● Your assignment
Could you filter the data below down to the lines that hold the word "woman"?

BEGIN Data extract

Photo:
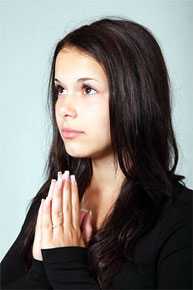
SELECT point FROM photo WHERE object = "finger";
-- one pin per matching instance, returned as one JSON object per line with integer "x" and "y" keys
{"x": 38, "y": 239}
{"x": 75, "y": 202}
{"x": 46, "y": 224}
{"x": 67, "y": 206}
{"x": 87, "y": 228}
{"x": 51, "y": 189}
{"x": 83, "y": 213}
{"x": 57, "y": 212}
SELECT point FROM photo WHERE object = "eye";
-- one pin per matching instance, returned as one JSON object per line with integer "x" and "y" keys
{"x": 89, "y": 91}
{"x": 60, "y": 90}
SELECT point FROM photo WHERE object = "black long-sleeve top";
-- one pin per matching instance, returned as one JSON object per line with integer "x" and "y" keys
{"x": 164, "y": 257}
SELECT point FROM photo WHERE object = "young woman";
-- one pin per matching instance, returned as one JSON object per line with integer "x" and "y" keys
{"x": 118, "y": 217}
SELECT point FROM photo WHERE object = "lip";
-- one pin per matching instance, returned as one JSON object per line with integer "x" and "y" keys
{"x": 69, "y": 133}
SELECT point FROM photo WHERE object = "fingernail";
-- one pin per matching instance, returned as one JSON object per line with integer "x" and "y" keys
{"x": 72, "y": 177}
{"x": 83, "y": 209}
{"x": 66, "y": 175}
{"x": 47, "y": 201}
{"x": 60, "y": 181}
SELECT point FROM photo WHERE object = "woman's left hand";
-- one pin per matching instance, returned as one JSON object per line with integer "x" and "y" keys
{"x": 60, "y": 213}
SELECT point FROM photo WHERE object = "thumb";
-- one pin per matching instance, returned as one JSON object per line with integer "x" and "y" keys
{"x": 86, "y": 227}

END Data extract

● Response to the task
SELECT point FROM photo WHERE object = "young woman";
SELECT point FROM photo WHERE object = "woman's left hand";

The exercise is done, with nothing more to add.